_WORK REQUIRED_
The stretch wanted below opens at the line containing "Trace every instance of the <item>dark" and closes at the line containing "Query: <item>dark sunglasses</item>". Please return it exactly, with no other lines.

[Stored data entries]
- Opening Delimiter -

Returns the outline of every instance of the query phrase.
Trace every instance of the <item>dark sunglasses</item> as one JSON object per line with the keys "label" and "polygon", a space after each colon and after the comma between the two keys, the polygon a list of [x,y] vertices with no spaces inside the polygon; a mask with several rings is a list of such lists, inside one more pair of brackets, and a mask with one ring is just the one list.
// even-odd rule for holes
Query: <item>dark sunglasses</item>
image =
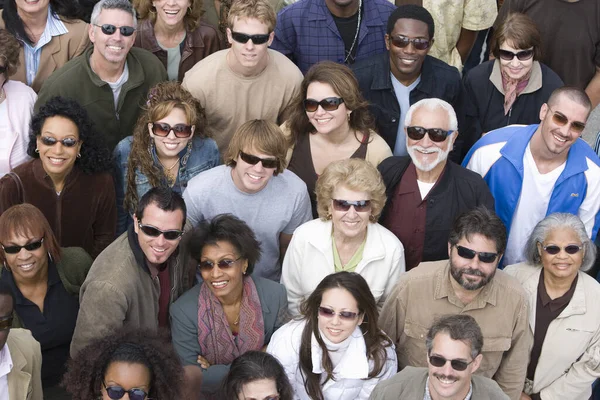
{"label": "dark sunglasses", "polygon": [[454,131],[445,131],[445,130],[439,129],[439,128],[425,129],[422,126],[407,126],[406,127],[406,134],[412,140],[421,140],[425,137],[425,134],[428,134],[429,139],[431,139],[432,142],[437,142],[437,143],[440,143],[440,142],[443,142],[444,140],[446,140],[448,135],[451,134],[452,132],[454,132]]}
{"label": "dark sunglasses", "polygon": [[333,317],[335,317],[336,314],[339,315],[339,317],[341,319],[345,319],[347,321],[354,321],[356,319],[356,317],[358,316],[357,313],[352,312],[352,311],[335,312],[334,310],[332,310],[331,308],[328,308],[328,307],[319,307],[319,315],[321,317],[333,318]]}
{"label": "dark sunglasses", "polygon": [[371,210],[371,200],[338,200],[333,199],[333,209],[336,211],[348,211],[350,207],[354,207],[356,212],[367,212]]}
{"label": "dark sunglasses", "polygon": [[567,254],[577,254],[581,251],[581,249],[583,249],[583,246],[577,246],[576,244],[570,244],[565,247],[560,247],[555,244],[551,244],[549,246],[544,246],[543,249],[546,253],[552,254],[552,255],[560,253],[560,251],[563,249],[565,250],[565,252]]}
{"label": "dark sunglasses", "polygon": [[242,258],[242,256],[239,256],[238,258],[236,258],[235,260],[230,260],[230,259],[223,259],[223,260],[219,260],[216,263],[212,262],[212,261],[200,261],[198,263],[198,268],[201,271],[211,271],[214,267],[215,264],[217,265],[217,267],[219,267],[219,269],[229,269],[231,267],[233,267],[235,265],[235,263],[237,261],[239,261]]}
{"label": "dark sunglasses", "polygon": [[270,34],[265,33],[261,35],[246,35],[245,33],[240,32],[231,32],[231,38],[238,43],[246,44],[248,40],[252,40],[254,44],[264,44],[269,41]]}
{"label": "dark sunglasses", "polygon": [[151,237],[159,237],[163,235],[166,240],[177,240],[183,235],[183,231],[179,229],[169,229],[167,231],[161,231],[155,226],[152,225],[143,225],[141,222],[138,222],[138,227],[144,232],[144,234]]}
{"label": "dark sunglasses", "polygon": [[[548,107],[548,110],[550,110],[550,112],[552,112],[552,121],[554,121],[554,123],[556,125],[565,126],[566,124],[569,123],[569,118],[565,117],[562,113],[559,113],[557,111],[552,111],[552,109],[550,107]],[[585,129],[585,124],[583,122],[573,121],[573,122],[571,122],[570,129],[575,133],[581,133]]]}
{"label": "dark sunglasses", "polygon": [[37,242],[27,243],[24,246],[4,246],[2,245],[2,249],[6,254],[18,254],[21,252],[21,249],[25,249],[27,251],[34,251],[42,247],[42,243],[44,243],[44,238],[41,238]]}
{"label": "dark sunglasses", "polygon": [[475,256],[477,256],[479,257],[479,261],[486,264],[493,263],[494,261],[496,261],[496,257],[498,257],[498,253],[486,253],[484,251],[475,251],[463,246],[456,246],[456,250],[458,250],[458,255],[462,258],[472,260],[473,258],[475,258]]}
{"label": "dark sunglasses", "polygon": [[[94,25],[94,26],[97,26],[100,29],[102,29],[102,33],[104,33],[105,35],[112,35],[117,31],[117,27],[114,25],[111,25],[111,24]],[[121,32],[121,35],[123,35],[123,36],[131,36],[131,35],[133,35],[133,32],[135,32],[135,28],[133,26],[120,26],[119,32]]]}
{"label": "dark sunglasses", "polygon": [[65,147],[74,147],[79,143],[79,140],[73,138],[58,140],[50,136],[42,136],[40,140],[45,146],[54,146],[56,143],[60,142]]}
{"label": "dark sunglasses", "polygon": [[5,73],[7,69],[8,67],[6,65],[0,65],[0,74]]}
{"label": "dark sunglasses", "polygon": [[500,58],[504,61],[512,61],[515,57],[517,57],[519,61],[525,61],[533,57],[533,49],[521,50],[517,51],[516,53],[513,53],[512,51],[508,50],[499,49],[498,54],[500,55]]}
{"label": "dark sunglasses", "polygon": [[455,371],[464,371],[467,369],[469,364],[471,364],[475,360],[471,360],[471,362],[466,362],[463,360],[447,360],[441,356],[429,356],[429,363],[434,367],[443,367],[446,363],[450,361],[450,365],[452,369]]}
{"label": "dark sunglasses", "polygon": [[192,134],[192,125],[175,124],[171,126],[164,122],[154,122],[152,124],[152,133],[154,133],[156,136],[169,136],[171,131],[173,131],[175,137],[187,138]]}
{"label": "dark sunglasses", "polygon": [[260,158],[252,154],[244,153],[240,151],[240,157],[242,161],[250,165],[256,165],[260,161],[264,168],[277,168],[279,161],[276,158]]}
{"label": "dark sunglasses", "polygon": [[5,331],[7,329],[10,329],[10,327],[12,327],[12,322],[13,322],[12,315],[2,318],[0,320],[0,331]]}
{"label": "dark sunglasses", "polygon": [[415,49],[417,50],[427,50],[429,48],[429,45],[431,44],[431,42],[429,41],[429,39],[423,39],[423,38],[415,38],[415,39],[411,39],[409,37],[406,36],[390,36],[390,41],[392,42],[392,44],[400,49],[405,48],[406,46],[408,46],[410,43],[412,43],[413,46],[415,46]]}
{"label": "dark sunglasses", "polygon": [[321,108],[325,111],[335,111],[340,108],[340,104],[344,102],[344,99],[341,97],[327,97],[321,101],[317,101],[315,99],[305,99],[304,100],[304,111],[315,112],[321,106]]}
{"label": "dark sunglasses", "polygon": [[104,388],[106,389],[108,397],[113,400],[122,399],[125,396],[125,393],[129,395],[130,400],[145,400],[148,396],[148,393],[144,392],[142,389],[125,390],[121,386],[106,386],[106,384],[104,384]]}

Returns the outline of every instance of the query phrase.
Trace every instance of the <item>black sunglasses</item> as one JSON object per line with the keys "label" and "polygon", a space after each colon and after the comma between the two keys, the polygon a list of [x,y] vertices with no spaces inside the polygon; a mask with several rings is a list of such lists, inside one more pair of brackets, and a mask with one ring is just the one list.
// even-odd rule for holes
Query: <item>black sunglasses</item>
{"label": "black sunglasses", "polygon": [[304,100],[304,111],[315,112],[321,106],[325,111],[335,111],[340,108],[340,104],[344,102],[341,97],[327,97],[321,101],[315,99]]}
{"label": "black sunglasses", "polygon": [[412,43],[413,46],[415,46],[415,49],[417,49],[417,50],[427,50],[431,43],[429,39],[423,39],[423,38],[411,39],[409,37],[402,36],[402,35],[390,36],[390,40],[394,46],[396,46],[400,49],[403,49],[406,46],[408,46],[410,43]]}
{"label": "black sunglasses", "polygon": [[445,130],[439,129],[439,128],[425,129],[422,126],[407,126],[406,127],[406,134],[412,140],[421,140],[425,137],[425,134],[428,134],[429,139],[431,139],[432,142],[437,142],[437,143],[440,143],[440,142],[443,142],[444,140],[446,140],[448,135],[451,134],[452,132],[454,132],[454,131],[445,131]]}
{"label": "black sunglasses", "polygon": [[455,371],[464,371],[467,369],[469,364],[471,364],[475,360],[471,360],[470,362],[466,362],[464,360],[448,360],[442,356],[429,356],[429,363],[434,367],[443,367],[446,363],[450,361],[450,365],[452,369]]}
{"label": "black sunglasses", "polygon": [[496,261],[498,253],[486,253],[484,251],[471,250],[468,247],[456,246],[456,250],[459,256],[472,260],[475,256],[479,257],[479,261],[482,263],[490,264]]}
{"label": "black sunglasses", "polygon": [[54,146],[56,143],[60,142],[65,147],[74,147],[77,145],[77,143],[79,143],[79,140],[73,138],[58,140],[50,136],[42,136],[40,140],[45,146]]}
{"label": "black sunglasses", "polygon": [[354,207],[356,212],[367,212],[371,210],[371,200],[338,200],[333,199],[333,209],[336,211],[348,211],[350,207]]}
{"label": "black sunglasses", "polygon": [[152,124],[152,133],[154,133],[156,136],[169,136],[171,131],[173,131],[175,137],[187,138],[192,135],[192,125],[175,124],[171,126],[164,122],[154,122]]}
{"label": "black sunglasses", "polygon": [[525,61],[533,57],[533,49],[521,50],[517,51],[516,53],[513,53],[512,51],[508,50],[499,49],[498,54],[500,55],[500,58],[504,61],[512,61],[515,57],[517,57],[519,61]]}
{"label": "black sunglasses", "polygon": [[210,271],[215,267],[215,264],[216,264],[217,267],[219,267],[219,269],[229,269],[229,268],[233,267],[235,265],[235,263],[237,261],[239,261],[241,258],[242,258],[242,256],[239,256],[235,260],[230,260],[228,258],[225,258],[223,260],[217,261],[216,263],[209,261],[209,260],[204,260],[204,261],[200,261],[198,263],[198,268],[201,271]]}
{"label": "black sunglasses", "polygon": [[246,35],[245,33],[240,32],[231,32],[231,38],[238,43],[246,44],[248,40],[252,40],[254,44],[264,44],[269,41],[270,34],[264,33],[261,35]]}
{"label": "black sunglasses", "polygon": [[129,395],[130,400],[145,400],[148,396],[148,393],[144,392],[142,389],[129,389],[125,390],[121,386],[106,386],[104,384],[104,388],[106,389],[106,394],[113,400],[122,399],[125,396],[125,393]]}
{"label": "black sunglasses", "polygon": [[12,322],[13,322],[12,315],[9,315],[7,317],[0,319],[0,331],[5,331],[7,329],[10,329],[12,327]]}
{"label": "black sunglasses", "polygon": [[567,254],[577,254],[583,249],[583,246],[577,246],[576,244],[570,244],[565,247],[560,247],[555,244],[551,244],[543,247],[544,251],[548,254],[556,255],[560,253],[561,250],[565,250]]}
{"label": "black sunglasses", "polygon": [[335,312],[329,307],[319,307],[319,315],[325,318],[333,318],[335,315],[339,315],[341,319],[345,319],[347,321],[354,321],[358,316],[357,313],[352,311],[339,311]]}
{"label": "black sunglasses", "polygon": [[42,243],[44,243],[44,238],[41,238],[37,242],[27,243],[24,246],[4,246],[2,245],[2,249],[6,254],[18,254],[21,252],[21,249],[25,249],[27,251],[34,251],[42,247]]}
{"label": "black sunglasses", "polygon": [[0,74],[5,73],[7,69],[8,67],[6,65],[0,65]]}
{"label": "black sunglasses", "polygon": [[[104,25],[94,24],[94,26],[97,26],[100,29],[102,29],[102,33],[104,33],[105,35],[112,35],[117,31],[117,27],[114,25],[111,25],[111,24],[104,24]],[[121,35],[123,35],[123,36],[131,36],[131,35],[133,35],[133,32],[135,32],[135,28],[133,26],[120,26],[119,32],[121,32]]]}
{"label": "black sunglasses", "polygon": [[[550,107],[548,107],[548,110],[550,110],[550,112],[552,113],[552,121],[554,121],[554,123],[556,125],[565,126],[566,124],[569,123],[569,118],[567,118],[562,113],[560,113],[558,111],[553,111]],[[572,121],[571,127],[569,129],[572,130],[573,132],[579,134],[579,133],[583,132],[583,130],[585,129],[585,124],[583,122],[579,122],[579,121]]]}
{"label": "black sunglasses", "polygon": [[244,153],[240,151],[240,157],[242,161],[250,165],[256,165],[260,161],[264,168],[277,168],[279,161],[276,158],[260,158],[252,154]]}
{"label": "black sunglasses", "polygon": [[148,236],[159,237],[160,235],[163,235],[166,240],[177,240],[181,237],[181,235],[183,235],[183,231],[180,231],[179,229],[161,231],[155,226],[143,225],[141,222],[138,222],[138,227]]}

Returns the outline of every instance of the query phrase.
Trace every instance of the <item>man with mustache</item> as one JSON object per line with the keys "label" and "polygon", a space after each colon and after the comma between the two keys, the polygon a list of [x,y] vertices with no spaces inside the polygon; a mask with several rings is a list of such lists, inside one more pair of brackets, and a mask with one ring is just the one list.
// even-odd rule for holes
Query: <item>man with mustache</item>
{"label": "man with mustache", "polygon": [[473,375],[481,366],[481,328],[470,315],[437,320],[425,340],[427,368],[406,367],[380,382],[371,400],[508,400],[493,380]]}
{"label": "man with mustache", "polygon": [[470,315],[484,338],[477,374],[519,400],[533,337],[525,291],[496,269],[505,247],[500,218],[478,207],[454,222],[450,260],[421,263],[400,277],[380,317],[381,329],[396,345],[400,369],[427,366],[425,339],[436,317]]}
{"label": "man with mustache", "polygon": [[407,271],[421,261],[448,259],[448,234],[459,214],[478,206],[494,209],[483,179],[448,161],[457,125],[450,104],[423,99],[406,116],[408,155],[379,164],[387,195],[380,221],[404,245]]}

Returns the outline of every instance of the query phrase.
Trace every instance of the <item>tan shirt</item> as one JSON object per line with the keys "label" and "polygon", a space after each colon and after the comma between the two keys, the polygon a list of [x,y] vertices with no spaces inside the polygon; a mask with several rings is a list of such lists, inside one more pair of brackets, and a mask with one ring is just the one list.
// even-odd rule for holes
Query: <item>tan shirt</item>
{"label": "tan shirt", "polygon": [[519,282],[496,271],[471,303],[458,299],[447,260],[424,262],[400,276],[380,317],[381,328],[396,345],[398,366],[427,366],[425,338],[437,317],[468,314],[484,337],[477,374],[494,379],[513,400],[523,389],[533,337],[528,327],[527,295]]}

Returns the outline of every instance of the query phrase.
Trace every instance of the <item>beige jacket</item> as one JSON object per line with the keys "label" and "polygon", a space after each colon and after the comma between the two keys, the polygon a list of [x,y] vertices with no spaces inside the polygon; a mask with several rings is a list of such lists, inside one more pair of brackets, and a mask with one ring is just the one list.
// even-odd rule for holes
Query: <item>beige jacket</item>
{"label": "beige jacket", "polygon": [[[535,331],[541,267],[527,263],[506,267],[529,297],[529,327]],[[535,370],[532,393],[544,400],[587,400],[600,378],[600,284],[579,271],[573,298],[550,323]]]}
{"label": "beige jacket", "polygon": [[13,367],[8,373],[10,400],[42,400],[42,350],[26,329],[13,328],[6,345]]}

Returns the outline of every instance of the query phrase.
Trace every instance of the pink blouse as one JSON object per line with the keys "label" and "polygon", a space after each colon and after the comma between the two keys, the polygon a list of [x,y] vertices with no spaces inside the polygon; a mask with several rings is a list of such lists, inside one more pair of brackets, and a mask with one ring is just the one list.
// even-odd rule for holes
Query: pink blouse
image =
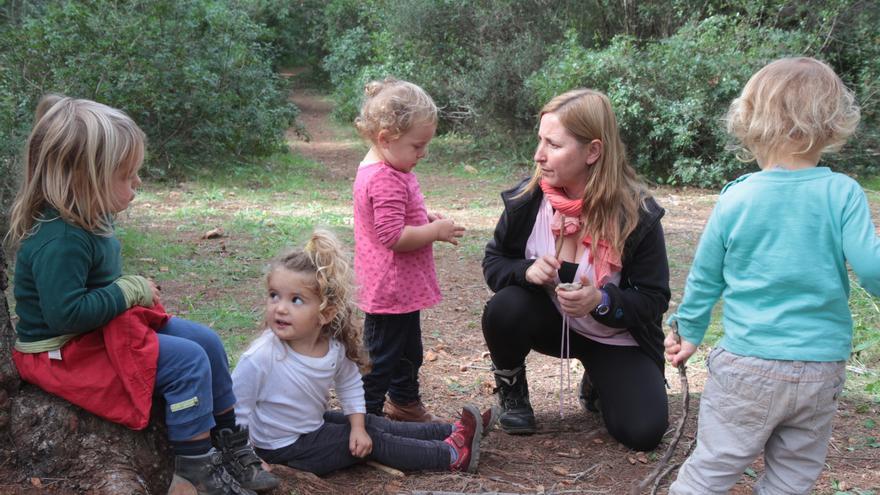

- Closing Delimiter -

_RESULT_
Trace every instance of the <item>dark sunglasses</item> as one JSON object per line with the keys "label" and "polygon", a space after each colon and after the comma between the two keys, the polygon a list of [x,y] vertices with no spaces inside the polygon; a mask with several rings is a list of such lists, inside one more pair of brackets, and a mask with one ring is just the one list.
// even-odd rule for holes
Query: <item>dark sunglasses</item>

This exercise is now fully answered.